§ 文書の抜粋:
---
2013年07月23日 00時31分30秒 | 洋画2002年

 ◎マイノリティ・リポート(2002年 アメリカ 145分)

 原題 Mignority Report

 staff 原作/フィリップ・K・ディック『小数報告』

     監督/スティーヴン・スピルバーグ 脚本/スコット・フランク

     撮影/ヤヌス・カミンスキー 空中撮影/ラリー・ブランフォード

     特殊メイク/K.N.B.EFX Group Inc. ジェイク・ガーバー グレゴリー・ニコテロ

     特殊効果/ウィリアム・ショート 特殊効果監修/マイケル・ランティエリ

     視覚効果/Industrial Light & Magic

             アサイラムVFX ドナルド・エリオット

     プロダクション・デザイン/アレックス・マクドウェル

     美術/レスリー・マクドナルド セス・リード 美術監修/クリス・ゴラック

     衣裳/デボラ・リン・スコット 音楽/ジョン・ウィリアムズ

 cast トム・クルーズ コリン・ファレル マックス・フォン・シドー キャサリン・モリス

 

 ◎2054年、ワシントンDC

 ディックの世界はどうしても陰鬱なものになってしまうので、

 これもそうだろうな~とおもっていたら、やっぱり、ダークな未来像だった。
---
§ 課題: 上の映画紹介文のうち、「衣裳/デボラ・リン・スコット 音楽/ジョン・ウィリアムズ」から「これもそうだろうな~とおもっていたら、やっぱり、ダークな未来像だった。」までの部分をすべて、一字一句変えずに返してください。
---
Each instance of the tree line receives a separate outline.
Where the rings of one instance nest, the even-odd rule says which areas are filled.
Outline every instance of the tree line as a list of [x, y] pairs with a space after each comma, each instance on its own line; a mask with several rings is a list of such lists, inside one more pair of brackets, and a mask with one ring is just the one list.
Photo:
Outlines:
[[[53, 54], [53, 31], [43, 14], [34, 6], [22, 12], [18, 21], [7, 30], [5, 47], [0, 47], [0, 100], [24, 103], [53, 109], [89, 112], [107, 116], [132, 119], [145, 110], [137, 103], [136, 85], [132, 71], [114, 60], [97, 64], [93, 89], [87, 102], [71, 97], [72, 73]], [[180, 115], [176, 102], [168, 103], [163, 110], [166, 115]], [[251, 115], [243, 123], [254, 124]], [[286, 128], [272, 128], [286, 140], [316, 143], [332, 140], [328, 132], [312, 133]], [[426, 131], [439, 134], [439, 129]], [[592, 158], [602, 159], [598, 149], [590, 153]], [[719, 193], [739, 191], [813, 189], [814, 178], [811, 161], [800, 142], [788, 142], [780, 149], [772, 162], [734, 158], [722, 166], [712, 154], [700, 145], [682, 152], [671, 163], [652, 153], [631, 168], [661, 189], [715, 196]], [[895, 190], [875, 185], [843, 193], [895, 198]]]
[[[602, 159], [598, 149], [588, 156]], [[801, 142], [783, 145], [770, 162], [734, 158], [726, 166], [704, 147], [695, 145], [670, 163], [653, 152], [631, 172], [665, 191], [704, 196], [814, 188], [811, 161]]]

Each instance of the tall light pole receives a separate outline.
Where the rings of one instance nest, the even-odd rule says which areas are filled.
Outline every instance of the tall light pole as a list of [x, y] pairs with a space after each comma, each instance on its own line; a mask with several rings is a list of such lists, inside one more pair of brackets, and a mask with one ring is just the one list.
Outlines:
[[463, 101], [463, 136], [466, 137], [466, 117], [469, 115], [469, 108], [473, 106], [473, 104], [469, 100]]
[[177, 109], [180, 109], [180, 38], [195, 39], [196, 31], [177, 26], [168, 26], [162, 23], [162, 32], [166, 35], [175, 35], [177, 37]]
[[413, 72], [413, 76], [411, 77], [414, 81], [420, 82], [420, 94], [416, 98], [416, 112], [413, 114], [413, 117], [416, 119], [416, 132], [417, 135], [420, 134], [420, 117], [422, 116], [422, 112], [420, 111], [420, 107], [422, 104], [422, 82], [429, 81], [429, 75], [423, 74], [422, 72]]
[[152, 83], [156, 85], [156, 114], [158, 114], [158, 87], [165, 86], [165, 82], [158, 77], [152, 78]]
---
§ 最終回答:
衣裳/デボラ・リン・スコット 音楽/ジョン・ウィリアムズ

 cast トム・クルーズ コリン・ファレル マックス・フォン・シドー キャサリン・モリス

 

 ◎2054年、ワシントンDC

 ディックの世界はどうしても陰鬱なものになってしまうので、

 これもそうだろうな~とおもっていたら、やっぱり、ダークな未来像だった。